++++ SOURCE EXTRACT

By Andrew Laxon
Labour says it will spend about $200 million more each year on cutting waiting times for surgery.
The party's health policy - which has been dribbling out in a series of political leaks for a week - was released yesterday, with a price tag of $825 million over three years.
Health spokeswoman Annette King would not give hard cost estimates, but confirmed about $200 million a year would go on extra surgery.
She said the party was aiming for a maximum waiting time of six months, but "we won't achieve it overnight and we may not achieve it in three years."
Labour's priority would be to reduce the country's worst waiting times, such as a two-year delay for hip and knee operations in Taranaki.
The party also promises to end asset testing in hospitals and rest-homes, but says this is also unlikely within three years.

++++++++
++++ ENTRIES SHOWN

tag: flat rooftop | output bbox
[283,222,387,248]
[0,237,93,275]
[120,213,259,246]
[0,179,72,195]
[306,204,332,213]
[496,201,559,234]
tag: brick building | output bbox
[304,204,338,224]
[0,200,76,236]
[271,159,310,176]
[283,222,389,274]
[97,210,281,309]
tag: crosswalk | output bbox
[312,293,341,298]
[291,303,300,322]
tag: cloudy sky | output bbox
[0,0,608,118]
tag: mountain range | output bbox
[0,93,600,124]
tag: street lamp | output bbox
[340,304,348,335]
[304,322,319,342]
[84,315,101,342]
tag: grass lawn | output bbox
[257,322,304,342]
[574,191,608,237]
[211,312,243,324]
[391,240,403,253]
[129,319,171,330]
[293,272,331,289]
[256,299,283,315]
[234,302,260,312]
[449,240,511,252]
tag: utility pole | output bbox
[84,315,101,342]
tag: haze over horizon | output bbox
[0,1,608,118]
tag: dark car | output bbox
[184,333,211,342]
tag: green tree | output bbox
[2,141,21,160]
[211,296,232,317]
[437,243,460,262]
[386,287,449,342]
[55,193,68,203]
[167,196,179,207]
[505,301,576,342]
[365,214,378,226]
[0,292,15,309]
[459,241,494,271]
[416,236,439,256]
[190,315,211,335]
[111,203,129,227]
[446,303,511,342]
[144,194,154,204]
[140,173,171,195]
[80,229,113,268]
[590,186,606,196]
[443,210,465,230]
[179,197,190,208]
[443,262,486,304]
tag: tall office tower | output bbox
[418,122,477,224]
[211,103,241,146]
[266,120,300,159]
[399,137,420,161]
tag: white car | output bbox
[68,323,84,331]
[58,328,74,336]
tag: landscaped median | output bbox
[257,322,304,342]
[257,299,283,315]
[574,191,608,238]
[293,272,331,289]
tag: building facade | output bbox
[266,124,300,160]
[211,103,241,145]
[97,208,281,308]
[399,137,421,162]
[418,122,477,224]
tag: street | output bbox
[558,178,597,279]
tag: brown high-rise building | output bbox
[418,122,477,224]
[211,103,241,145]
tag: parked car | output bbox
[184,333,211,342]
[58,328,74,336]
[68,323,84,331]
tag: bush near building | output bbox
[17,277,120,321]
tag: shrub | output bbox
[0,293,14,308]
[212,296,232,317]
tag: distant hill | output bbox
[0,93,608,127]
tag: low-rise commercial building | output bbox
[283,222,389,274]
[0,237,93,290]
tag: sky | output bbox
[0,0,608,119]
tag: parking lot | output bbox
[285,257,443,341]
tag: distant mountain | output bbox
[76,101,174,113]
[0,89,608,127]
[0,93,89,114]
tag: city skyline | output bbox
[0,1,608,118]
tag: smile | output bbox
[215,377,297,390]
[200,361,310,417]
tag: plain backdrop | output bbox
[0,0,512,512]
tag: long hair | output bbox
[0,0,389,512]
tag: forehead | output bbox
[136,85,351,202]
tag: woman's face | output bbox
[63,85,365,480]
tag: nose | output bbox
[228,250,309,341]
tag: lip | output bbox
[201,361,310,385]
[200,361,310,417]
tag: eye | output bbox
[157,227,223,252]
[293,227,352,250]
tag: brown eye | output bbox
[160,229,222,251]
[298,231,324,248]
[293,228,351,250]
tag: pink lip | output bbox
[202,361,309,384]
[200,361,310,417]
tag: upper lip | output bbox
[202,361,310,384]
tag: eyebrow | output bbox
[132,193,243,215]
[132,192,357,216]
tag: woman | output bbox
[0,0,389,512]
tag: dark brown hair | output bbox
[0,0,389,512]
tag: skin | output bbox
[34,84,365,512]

++++++++

APPLY WHAT YOU READ:
- a) What total price tag does the article on Labour's health policy give for the policy?
- b) Print the article on Labour's health policy from "The party's health" up to and including "within three years.".

ANSWERS IN ORDER:
- a) $825 million over three years.

- b)
The party's health policy - which has been dribbling out in a series of political leaks for a week - was released yesterday, with a price tag of $825 million over three years.
Health spokeswoman Annette King would not give hard cost estimates, but confirmed about $200 million a year would go on extra surgery.
She said the party was aiming for a maximum waiting time of six months, but "we won't achieve it overnight and we may not achieve it in three years."
Labour's priority would be to reduce the country's worst waiting times, such as a two-year delay for hip and knee operations in Taranaki.
The party also promises to end asset testing in hospitals and rest-homes, but says this is also unlikely within three years.